▸ **BRIEF 1**
Copy, word for word, the part of the passage on Grace's early cricket career that runs from "In an era where" to "with playing cricket.".
▸ **BRIEF 2**
List every age of Grace that the passage on his early cricket career gives, each with what it says happened to him at that age.
▸ **BRIEF 3**
Extend the passage on Grace's early cricket career, starting after its last sentence.

--- PASSAGE FOR REVIEW Enclosed Below ---

In an era where Test cricket was yet to come into existence, Gentlemen v Players was the most reputable fixture of the time. Grace found a place in the fixture aged only 16.
Till 1962, cricketers were classified as Gentlemen (Amateurs) and Players (Professionals). While Professionals’ daily livelihood depended on playing cricket alone, amateurs made intermittent appearances on the cricket field with a different source of primary income. Grace was an amateur who was following the footsteps of his family and pursued medical science along with playing cricket.
Gentlemen’s sporadic appearances handed them a disadvantage against the more regular Players. At the time of Grace’s first participation in the fixture, Gentlemen were on a 19-match losing streak. Grace’s brilliance single-handedly lifted the team to 27 wins in their next 39 matches (only four losses).
At 18, he became the biggest name in cricket when he got into an All-England team and tonked 224 not out against Surrey. On paper, this was his maiden first-class hundred. Currently, only Sachin Tendulkar can claim such popularity at 18. At 21, he was recruited by the Marylebone Cricket Club (MCC). By now, he was so good that his opposition players were asking him to play with a smaller bat.

--- End of Enclosed PASSAGE FOR REVIEW ---
--- RECORDS SHOWN Enclosed Below ---

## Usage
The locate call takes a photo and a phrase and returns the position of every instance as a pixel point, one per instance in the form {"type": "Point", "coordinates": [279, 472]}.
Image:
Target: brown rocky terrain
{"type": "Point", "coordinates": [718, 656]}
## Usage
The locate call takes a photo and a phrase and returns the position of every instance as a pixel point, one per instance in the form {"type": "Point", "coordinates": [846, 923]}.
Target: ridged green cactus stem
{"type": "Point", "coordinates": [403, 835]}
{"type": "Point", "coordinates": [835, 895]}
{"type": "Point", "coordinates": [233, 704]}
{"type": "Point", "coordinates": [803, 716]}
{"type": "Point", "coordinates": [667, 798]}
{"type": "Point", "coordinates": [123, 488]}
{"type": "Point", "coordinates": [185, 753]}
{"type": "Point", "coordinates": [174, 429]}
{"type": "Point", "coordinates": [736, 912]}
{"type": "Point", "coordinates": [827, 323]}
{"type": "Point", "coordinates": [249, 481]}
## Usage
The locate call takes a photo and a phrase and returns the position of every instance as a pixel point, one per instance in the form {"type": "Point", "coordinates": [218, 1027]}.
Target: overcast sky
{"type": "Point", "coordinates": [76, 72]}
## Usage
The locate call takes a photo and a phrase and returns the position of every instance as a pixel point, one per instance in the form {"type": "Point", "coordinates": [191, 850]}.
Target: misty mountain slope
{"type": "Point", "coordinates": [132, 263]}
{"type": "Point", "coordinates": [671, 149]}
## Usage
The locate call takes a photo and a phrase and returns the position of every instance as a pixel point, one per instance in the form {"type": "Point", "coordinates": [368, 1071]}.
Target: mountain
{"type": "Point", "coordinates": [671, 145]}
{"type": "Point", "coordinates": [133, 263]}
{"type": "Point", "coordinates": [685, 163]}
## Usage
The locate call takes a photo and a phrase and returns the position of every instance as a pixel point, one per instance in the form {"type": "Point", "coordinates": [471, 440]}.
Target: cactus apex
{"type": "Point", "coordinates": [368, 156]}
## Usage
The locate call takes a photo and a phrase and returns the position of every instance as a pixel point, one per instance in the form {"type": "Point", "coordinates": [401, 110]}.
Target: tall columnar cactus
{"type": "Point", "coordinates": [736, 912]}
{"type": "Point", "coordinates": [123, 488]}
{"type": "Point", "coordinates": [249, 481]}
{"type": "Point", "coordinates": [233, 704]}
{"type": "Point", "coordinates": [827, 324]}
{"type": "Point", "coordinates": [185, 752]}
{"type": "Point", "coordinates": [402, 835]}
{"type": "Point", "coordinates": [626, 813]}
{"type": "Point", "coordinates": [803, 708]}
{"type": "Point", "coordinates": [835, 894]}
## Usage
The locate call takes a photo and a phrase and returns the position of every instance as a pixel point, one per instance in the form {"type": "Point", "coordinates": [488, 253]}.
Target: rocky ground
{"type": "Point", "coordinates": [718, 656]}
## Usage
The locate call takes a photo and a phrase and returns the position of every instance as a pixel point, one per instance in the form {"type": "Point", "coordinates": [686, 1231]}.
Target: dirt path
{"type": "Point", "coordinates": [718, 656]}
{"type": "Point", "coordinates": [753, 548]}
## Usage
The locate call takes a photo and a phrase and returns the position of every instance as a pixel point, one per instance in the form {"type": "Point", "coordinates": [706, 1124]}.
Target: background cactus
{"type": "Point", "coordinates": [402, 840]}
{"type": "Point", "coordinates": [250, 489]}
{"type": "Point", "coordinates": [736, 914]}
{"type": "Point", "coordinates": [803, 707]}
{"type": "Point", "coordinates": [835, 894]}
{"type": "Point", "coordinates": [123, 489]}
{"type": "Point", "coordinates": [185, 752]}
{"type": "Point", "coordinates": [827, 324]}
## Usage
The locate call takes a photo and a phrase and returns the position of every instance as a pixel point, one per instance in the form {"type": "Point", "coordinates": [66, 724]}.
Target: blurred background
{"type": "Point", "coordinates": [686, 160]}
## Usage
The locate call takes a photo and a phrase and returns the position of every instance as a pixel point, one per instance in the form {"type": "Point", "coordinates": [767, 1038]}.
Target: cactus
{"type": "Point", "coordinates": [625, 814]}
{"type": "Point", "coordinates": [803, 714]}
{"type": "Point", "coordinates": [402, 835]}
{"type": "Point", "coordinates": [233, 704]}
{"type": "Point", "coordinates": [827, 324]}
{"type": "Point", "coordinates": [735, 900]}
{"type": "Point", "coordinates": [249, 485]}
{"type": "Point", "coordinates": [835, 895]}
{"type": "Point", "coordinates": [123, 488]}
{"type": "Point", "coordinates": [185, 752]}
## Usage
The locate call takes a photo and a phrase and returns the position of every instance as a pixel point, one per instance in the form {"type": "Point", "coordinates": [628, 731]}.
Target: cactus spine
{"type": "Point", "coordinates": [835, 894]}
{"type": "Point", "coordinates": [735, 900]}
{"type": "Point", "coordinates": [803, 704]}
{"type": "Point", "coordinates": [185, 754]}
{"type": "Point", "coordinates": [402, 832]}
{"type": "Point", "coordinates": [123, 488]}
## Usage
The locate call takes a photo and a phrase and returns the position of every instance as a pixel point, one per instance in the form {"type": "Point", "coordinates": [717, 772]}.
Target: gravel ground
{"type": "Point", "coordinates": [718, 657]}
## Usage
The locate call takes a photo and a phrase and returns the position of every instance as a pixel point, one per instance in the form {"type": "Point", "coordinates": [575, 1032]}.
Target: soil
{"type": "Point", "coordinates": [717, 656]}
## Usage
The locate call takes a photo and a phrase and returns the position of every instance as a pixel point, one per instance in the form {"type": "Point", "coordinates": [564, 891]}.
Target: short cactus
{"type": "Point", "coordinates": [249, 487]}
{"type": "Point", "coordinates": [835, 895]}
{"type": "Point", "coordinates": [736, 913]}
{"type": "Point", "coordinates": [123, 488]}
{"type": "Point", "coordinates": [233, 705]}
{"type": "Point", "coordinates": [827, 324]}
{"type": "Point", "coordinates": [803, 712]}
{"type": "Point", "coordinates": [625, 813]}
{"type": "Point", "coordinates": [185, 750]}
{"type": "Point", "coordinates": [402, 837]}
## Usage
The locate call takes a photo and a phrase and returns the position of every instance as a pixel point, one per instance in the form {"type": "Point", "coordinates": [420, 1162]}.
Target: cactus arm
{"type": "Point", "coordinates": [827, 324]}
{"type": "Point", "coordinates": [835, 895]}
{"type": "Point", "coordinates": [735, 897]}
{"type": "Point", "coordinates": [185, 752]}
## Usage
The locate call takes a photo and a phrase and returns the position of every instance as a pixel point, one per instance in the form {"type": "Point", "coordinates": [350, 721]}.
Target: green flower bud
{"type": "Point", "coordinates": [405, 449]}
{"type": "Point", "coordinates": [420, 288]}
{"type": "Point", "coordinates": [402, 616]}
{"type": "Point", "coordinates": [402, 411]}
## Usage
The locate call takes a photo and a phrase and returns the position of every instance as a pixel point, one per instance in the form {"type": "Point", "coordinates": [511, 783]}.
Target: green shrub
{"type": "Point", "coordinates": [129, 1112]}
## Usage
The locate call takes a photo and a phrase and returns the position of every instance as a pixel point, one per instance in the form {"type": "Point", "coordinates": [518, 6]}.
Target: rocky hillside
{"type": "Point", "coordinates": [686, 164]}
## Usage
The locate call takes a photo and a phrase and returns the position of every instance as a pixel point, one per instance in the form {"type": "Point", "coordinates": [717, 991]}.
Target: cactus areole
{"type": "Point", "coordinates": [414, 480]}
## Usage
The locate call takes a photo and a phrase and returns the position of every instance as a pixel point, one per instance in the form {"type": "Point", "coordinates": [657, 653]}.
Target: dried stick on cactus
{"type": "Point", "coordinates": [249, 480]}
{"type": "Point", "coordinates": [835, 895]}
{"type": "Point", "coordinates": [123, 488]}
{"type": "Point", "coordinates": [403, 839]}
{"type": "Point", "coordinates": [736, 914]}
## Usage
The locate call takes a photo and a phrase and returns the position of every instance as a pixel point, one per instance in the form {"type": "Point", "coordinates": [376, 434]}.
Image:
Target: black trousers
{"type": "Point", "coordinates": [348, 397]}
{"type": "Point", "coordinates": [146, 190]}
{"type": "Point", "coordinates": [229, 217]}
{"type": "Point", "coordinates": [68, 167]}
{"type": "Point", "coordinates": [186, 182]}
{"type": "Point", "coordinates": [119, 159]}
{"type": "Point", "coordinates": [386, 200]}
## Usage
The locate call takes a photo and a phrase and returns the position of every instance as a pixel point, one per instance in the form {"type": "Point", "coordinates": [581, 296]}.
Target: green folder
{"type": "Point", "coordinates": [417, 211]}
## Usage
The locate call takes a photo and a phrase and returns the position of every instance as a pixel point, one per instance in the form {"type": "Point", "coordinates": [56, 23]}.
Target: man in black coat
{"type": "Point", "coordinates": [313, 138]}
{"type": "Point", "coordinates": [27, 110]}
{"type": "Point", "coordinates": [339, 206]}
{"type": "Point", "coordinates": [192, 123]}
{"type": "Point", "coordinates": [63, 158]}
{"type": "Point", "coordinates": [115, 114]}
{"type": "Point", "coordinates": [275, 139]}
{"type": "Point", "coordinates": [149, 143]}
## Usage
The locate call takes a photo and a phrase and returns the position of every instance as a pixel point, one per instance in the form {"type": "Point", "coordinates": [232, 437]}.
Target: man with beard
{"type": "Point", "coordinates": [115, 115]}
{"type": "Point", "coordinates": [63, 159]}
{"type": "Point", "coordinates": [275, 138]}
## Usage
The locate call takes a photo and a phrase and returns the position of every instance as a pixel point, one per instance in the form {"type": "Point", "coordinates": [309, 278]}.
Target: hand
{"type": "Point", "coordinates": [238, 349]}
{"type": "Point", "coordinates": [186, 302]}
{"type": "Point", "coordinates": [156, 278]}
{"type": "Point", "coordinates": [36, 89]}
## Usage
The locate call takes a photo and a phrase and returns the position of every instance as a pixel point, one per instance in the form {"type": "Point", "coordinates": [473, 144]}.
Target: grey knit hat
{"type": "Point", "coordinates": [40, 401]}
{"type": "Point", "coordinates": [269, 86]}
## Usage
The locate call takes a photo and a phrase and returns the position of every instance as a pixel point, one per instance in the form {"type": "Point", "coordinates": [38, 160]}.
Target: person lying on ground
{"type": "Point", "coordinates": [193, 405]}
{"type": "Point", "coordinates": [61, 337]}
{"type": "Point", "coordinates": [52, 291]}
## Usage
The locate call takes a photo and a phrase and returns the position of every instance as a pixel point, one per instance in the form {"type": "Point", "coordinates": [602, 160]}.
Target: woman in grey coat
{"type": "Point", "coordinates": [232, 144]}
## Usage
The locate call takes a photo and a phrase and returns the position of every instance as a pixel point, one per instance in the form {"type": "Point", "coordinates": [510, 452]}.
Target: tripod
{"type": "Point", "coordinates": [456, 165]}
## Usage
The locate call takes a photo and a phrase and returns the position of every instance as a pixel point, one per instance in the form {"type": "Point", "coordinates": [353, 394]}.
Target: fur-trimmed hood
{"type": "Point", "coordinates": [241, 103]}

--- End of Enclosed RECORDS SHOWN ---

▸ **OUTPUT 1**
In an era where Test cricket was yet to come into existence, Gentlemen v Players was the most reputable fixture of the time. Grace found a place in the fixture aged only 16.
Till 1962, cricketers were classified as Gentlemen (Amateurs) and Players (Professionals). While Professionals’ daily livelihood depended on playing cricket alone, amateurs made intermittent appearances on the cricket field with a different source of primary income. Grace was an amateur who was following the footsteps of his family and pursued medical science along with playing cricket.

▸ **OUTPUT 2**
- 16: he found a place in the Gentlemen v Players fixture.
- 18: he got into an All-England team, scored 224 not out against Surrey and became the biggest name in cricket.
- 21: he was recruited by the Marylebone Cricket Club (MCC).

▸ **OUTPUT 3**
The same season, he was widely applauded for recording his 10th first-class century. Little did people know he would go on to score 114 more becoming the first man to score hundred first-class hundreds. In 1876, he introduced the world to a triple hundred, scoring 344 against Kent playing for Gentlemen of MCC. A week later, he notched up another triple hundred - 318* for Gloucestershire against Yorkshire. In between, there was a 177 against Nottinghamshire. In total, he amassed 839 first-class runs in a little over a week.
He loved cricket so much that his honeymoon in 1973 was celebrated on a tour of Australia as the captain of WG Grace’s XI in 15 tour games. The aforementioned incident when he scored 400 runs came on the day when his wife was giving birth to their second child. He played 44 seasons of first-class cricket, ending his career in 1908, aged 61. His sons - WG Grace Jnr. and CB Grace ended their careers in 1906.
Grace piled up 54,211 runs. His bowling was not talked about much but he snaffled 2,809 wickets. An amateur by status, he earned more than most of the professionals. His medical training and practice were regularly hindered by his presence on the cricket field.
At Test level, Grace made his debut in the 1880 Test against Australia at The Oval. Opening the innings with his brother, EM, he scored 152, becoming the first England player to score a hundred on debut. The team also included his younger brother, Fred Grace, hence making it the first occasion of three brothers playing in a Test XI. Unfortunately, Fred passed away two weeks after the Test.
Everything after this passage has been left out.